ABOUT THIS EXERCISE:
Every line in the listing below from the one with "Query: leaded glass window" through the one with "Query: paved street" is to be reproduced exactly, both ends included; leave out the rest.

RECORDS SHOWN:
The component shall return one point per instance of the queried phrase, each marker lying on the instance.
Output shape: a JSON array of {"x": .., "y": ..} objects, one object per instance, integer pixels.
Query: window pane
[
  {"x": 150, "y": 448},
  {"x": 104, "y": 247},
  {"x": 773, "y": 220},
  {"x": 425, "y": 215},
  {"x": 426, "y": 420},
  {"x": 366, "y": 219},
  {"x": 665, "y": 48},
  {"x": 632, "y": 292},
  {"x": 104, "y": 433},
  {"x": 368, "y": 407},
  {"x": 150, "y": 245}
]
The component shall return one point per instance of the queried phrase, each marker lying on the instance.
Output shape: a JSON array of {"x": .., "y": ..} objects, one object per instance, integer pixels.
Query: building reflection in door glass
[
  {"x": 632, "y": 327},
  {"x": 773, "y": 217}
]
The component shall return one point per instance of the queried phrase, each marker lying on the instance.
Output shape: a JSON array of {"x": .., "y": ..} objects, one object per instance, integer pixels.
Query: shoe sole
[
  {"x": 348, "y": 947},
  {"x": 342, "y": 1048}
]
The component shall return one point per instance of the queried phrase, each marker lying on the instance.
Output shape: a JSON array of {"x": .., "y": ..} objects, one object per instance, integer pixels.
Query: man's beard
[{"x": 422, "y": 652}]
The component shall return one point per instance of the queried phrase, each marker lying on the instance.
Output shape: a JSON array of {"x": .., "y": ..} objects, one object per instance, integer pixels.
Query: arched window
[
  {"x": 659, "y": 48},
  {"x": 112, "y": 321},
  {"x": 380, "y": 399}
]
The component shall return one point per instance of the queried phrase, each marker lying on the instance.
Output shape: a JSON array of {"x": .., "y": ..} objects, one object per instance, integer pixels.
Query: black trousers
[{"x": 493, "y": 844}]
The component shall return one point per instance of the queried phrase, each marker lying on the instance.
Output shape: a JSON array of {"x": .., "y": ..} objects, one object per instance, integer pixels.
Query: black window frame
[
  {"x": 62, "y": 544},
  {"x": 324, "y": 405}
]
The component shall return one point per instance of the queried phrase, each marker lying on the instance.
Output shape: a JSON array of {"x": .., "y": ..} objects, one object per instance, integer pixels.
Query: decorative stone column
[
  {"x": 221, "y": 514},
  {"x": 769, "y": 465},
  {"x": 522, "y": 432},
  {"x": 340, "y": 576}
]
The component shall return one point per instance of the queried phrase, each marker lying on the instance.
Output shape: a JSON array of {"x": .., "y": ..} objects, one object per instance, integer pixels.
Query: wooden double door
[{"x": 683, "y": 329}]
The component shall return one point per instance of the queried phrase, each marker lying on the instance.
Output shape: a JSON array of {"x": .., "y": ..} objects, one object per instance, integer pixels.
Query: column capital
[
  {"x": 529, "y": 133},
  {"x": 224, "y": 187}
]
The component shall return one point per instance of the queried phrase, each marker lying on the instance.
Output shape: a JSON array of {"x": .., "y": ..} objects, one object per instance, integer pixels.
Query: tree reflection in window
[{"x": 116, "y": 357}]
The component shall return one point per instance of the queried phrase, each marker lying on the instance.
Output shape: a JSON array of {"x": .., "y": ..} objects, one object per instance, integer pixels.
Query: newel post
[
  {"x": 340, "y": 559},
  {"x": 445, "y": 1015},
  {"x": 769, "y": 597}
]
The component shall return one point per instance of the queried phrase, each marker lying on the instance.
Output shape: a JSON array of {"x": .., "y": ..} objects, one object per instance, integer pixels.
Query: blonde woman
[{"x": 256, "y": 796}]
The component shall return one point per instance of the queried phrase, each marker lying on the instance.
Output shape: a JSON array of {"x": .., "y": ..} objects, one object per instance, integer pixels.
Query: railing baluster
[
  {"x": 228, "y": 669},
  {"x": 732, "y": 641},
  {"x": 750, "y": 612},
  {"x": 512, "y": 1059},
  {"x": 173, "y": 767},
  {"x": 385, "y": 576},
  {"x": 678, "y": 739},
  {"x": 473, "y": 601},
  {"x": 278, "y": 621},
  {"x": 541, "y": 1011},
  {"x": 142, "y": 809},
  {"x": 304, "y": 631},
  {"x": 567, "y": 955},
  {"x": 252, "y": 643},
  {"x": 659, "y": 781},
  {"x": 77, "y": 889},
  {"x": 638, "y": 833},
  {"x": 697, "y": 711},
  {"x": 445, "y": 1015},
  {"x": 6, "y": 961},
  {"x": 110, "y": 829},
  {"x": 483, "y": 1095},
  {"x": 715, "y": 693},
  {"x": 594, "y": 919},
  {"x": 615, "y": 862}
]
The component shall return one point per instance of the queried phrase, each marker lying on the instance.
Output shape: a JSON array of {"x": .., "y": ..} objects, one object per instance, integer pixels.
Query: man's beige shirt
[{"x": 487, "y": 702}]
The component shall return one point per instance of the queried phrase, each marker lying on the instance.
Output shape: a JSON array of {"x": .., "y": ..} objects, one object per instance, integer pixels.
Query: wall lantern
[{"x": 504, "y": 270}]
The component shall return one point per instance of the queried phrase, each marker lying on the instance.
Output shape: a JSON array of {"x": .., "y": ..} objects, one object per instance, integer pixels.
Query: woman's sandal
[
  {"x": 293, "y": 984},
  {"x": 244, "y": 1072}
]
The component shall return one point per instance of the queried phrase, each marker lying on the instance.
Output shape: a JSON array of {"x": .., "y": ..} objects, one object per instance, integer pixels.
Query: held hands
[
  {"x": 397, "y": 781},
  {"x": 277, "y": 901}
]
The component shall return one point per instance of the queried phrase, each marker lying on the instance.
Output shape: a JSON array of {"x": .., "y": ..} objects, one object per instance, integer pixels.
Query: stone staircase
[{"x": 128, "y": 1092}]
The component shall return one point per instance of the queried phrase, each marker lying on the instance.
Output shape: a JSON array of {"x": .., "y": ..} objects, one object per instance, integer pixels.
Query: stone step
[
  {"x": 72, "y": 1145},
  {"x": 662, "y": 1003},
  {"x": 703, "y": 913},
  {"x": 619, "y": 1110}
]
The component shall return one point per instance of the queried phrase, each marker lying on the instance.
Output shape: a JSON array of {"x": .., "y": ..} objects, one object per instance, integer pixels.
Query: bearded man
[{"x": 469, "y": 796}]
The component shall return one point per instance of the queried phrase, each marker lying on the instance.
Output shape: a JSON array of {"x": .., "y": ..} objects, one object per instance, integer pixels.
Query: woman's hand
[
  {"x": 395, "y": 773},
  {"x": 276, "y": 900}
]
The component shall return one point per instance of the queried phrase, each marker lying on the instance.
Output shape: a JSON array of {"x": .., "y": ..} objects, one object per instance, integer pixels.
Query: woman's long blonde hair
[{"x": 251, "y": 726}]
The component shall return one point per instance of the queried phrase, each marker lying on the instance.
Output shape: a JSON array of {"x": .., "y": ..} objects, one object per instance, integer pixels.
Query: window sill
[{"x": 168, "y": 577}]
* * *
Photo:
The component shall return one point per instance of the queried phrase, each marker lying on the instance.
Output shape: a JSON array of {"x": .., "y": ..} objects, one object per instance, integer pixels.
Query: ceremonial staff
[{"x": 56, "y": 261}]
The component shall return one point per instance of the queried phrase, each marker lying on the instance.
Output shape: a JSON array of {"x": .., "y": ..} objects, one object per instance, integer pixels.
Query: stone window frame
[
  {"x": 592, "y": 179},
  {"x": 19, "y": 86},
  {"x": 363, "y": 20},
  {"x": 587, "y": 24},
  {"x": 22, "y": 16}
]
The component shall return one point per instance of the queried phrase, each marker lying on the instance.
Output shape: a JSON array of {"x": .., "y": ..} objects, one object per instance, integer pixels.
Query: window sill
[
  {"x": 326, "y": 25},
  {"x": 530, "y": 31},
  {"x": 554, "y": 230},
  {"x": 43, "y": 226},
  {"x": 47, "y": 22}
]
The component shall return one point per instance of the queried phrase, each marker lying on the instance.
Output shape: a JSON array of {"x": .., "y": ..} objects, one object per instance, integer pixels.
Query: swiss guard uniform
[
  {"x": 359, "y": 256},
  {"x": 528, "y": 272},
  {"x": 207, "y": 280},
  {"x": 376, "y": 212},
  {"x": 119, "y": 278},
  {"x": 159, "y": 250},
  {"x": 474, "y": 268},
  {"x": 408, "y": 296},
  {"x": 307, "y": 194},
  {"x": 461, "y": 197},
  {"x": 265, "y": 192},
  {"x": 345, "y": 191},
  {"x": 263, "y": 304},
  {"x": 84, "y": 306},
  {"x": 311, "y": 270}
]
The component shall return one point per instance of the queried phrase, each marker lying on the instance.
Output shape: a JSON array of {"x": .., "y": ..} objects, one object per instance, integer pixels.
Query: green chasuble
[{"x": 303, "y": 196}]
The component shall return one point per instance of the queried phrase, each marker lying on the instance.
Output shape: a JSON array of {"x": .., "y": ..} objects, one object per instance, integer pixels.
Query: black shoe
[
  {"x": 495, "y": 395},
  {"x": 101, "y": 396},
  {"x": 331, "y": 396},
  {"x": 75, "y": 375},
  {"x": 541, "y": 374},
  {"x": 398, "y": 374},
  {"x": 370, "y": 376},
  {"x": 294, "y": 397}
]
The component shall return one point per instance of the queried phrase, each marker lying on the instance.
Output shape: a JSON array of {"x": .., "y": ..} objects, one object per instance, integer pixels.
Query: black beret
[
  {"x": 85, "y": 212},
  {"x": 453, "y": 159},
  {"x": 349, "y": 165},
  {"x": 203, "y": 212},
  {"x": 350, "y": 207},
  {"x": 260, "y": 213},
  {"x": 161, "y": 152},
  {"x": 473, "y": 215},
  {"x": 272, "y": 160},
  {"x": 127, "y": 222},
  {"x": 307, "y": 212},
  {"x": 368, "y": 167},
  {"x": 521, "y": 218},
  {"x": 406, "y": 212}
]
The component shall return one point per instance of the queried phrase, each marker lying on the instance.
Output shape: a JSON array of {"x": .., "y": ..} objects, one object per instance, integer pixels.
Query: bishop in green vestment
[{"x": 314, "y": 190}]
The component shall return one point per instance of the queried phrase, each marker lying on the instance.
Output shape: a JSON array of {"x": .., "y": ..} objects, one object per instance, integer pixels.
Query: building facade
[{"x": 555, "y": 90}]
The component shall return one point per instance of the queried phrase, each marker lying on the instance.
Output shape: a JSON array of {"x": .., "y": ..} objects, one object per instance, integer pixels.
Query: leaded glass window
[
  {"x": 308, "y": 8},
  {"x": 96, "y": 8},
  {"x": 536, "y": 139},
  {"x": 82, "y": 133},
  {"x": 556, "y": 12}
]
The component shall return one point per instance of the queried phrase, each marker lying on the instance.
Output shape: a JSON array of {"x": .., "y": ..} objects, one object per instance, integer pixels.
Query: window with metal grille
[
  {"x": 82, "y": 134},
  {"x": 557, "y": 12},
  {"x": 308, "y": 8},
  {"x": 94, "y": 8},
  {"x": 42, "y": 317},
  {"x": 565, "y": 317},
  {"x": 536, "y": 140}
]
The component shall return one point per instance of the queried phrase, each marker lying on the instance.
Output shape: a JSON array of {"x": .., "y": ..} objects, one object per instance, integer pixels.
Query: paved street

RESULT OF THE TASK:
Query: leaded glass window
[
  {"x": 308, "y": 8},
  {"x": 96, "y": 8},
  {"x": 536, "y": 139},
  {"x": 82, "y": 133},
  {"x": 556, "y": 12}
]
The component shall return one point per instance of the queried phrase, each marker lying on the instance.
Output shape: a JSON array of {"x": .., "y": ..} objects, one object per instance, integer pixels.
Query: window with metal grille
[
  {"x": 82, "y": 134},
  {"x": 557, "y": 12},
  {"x": 308, "y": 8},
  {"x": 94, "y": 8},
  {"x": 42, "y": 317},
  {"x": 565, "y": 317},
  {"x": 536, "y": 140}
]
The component shall return one point per instance of the queried phrase, each marker lying on the instance.
Output shape: a JSON array of {"x": .., "y": ..} objects, one object per instance, integer pixels.
Query: paved street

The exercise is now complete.